Start of Records to process

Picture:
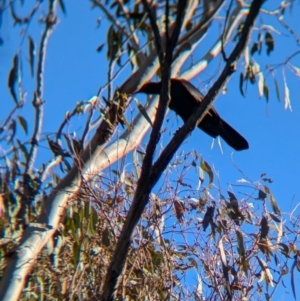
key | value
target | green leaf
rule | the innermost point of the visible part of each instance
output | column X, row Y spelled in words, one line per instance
column 23, row 149
column 206, row 167
column 240, row 240
column 93, row 220
column 277, row 88
column 266, row 91
column 31, row 50
column 274, row 205
column 241, row 83
column 23, row 123
column 143, row 111
column 264, row 227
column 269, row 42
column 284, row 249
column 76, row 253
column 13, row 77
column 287, row 101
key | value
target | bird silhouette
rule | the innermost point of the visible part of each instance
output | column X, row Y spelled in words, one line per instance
column 185, row 98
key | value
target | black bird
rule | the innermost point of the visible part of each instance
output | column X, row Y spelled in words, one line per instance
column 184, row 99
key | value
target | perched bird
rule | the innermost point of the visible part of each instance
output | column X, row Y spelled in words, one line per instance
column 184, row 99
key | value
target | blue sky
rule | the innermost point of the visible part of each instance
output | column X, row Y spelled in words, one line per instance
column 74, row 71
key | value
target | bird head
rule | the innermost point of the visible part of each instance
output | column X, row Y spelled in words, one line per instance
column 150, row 88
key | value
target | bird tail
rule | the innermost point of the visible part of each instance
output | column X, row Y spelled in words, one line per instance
column 232, row 137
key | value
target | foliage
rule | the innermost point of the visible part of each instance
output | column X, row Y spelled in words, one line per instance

End of Records to process

What is being asked
Copy the records above exactly, omitting every picture.

Task answer
Picture:
key | value
target | green leaf
rule | the innermost point of the visible part of each instance
output | column X, row Y spelled in words, one line per instance
column 23, row 149
column 206, row 167
column 240, row 240
column 93, row 220
column 277, row 88
column 266, row 91
column 31, row 50
column 274, row 205
column 241, row 83
column 23, row 123
column 143, row 111
column 264, row 227
column 269, row 42
column 284, row 249
column 76, row 253
column 13, row 77
column 287, row 101
key | value
target | bird silhouette
rule | the innermost point of the visible part of each instance
output | column X, row Y spelled in words, one line per instance
column 185, row 98
key | value
target | black bird
rule | the innermost point of the visible part of each instance
output | column X, row Y spelled in words, one line per instance
column 184, row 99
key | value
target | perched bird
rule | the innermost point of the visible part of each instance
output | column X, row Y spelled in words, one line per instance
column 184, row 99
key | value
target | blue sky
rule | the innermost point of the visible part of each instance
output | column X, row Y spelled in words, one line per instance
column 74, row 71
key | value
target | bird head
rule | the innermost point of the visible part of each instance
output | column X, row Y spelled in words, one line per instance
column 150, row 88
key | value
target | bird tail
rule | the innermost point of the visible part of each instance
output | column X, row Y spelled in words, one line per instance
column 232, row 137
key | value
target | foliage
rule | the innermost point of the visible part of each instance
output | column X, row Y spelled in words, one line per instance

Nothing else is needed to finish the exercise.